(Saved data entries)
"""

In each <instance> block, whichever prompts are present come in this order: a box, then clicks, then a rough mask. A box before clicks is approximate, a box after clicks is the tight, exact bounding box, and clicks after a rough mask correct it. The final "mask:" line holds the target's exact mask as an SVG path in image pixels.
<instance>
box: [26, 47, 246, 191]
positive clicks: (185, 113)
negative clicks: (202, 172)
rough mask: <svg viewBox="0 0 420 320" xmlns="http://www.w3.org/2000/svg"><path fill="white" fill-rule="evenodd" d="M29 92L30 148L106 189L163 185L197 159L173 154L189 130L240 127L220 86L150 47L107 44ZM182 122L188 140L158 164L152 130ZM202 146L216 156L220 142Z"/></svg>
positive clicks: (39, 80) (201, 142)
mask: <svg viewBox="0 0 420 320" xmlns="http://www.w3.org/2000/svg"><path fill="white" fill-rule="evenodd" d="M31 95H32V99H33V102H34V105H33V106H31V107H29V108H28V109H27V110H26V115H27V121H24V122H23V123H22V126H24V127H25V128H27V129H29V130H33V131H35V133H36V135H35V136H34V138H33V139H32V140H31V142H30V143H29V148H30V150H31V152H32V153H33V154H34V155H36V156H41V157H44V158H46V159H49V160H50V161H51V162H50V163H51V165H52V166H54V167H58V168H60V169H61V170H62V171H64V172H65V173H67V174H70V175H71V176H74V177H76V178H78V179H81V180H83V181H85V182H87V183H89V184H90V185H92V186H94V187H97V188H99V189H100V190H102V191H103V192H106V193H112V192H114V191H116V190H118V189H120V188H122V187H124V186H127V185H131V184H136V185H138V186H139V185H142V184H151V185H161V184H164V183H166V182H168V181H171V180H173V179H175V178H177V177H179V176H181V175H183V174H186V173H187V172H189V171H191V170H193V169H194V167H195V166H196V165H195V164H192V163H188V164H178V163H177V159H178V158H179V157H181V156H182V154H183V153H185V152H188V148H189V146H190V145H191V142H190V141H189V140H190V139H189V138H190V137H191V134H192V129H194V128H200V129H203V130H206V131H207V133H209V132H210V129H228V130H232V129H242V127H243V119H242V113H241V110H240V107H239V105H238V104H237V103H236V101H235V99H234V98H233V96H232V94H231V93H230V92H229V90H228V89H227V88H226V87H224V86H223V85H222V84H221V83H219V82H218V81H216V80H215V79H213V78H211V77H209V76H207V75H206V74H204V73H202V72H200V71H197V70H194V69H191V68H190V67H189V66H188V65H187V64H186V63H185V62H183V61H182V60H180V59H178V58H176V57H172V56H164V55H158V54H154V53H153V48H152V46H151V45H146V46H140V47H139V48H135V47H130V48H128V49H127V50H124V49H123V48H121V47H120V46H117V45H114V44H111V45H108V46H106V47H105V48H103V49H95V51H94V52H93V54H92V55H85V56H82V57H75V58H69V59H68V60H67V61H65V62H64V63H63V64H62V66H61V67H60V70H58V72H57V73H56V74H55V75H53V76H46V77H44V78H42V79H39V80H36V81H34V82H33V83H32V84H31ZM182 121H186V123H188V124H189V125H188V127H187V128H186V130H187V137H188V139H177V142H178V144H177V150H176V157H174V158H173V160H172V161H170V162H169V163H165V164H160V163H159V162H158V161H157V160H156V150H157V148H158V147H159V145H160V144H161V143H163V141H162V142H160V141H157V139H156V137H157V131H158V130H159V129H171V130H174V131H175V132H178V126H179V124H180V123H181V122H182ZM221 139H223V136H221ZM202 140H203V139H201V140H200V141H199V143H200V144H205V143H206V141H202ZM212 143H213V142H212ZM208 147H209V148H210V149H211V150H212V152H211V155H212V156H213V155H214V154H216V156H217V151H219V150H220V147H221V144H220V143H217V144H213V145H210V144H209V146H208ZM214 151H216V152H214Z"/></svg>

"""

Task:
Find how many lines in the entries above use the word "instance". Write the number alone.

Response for this exercise:
2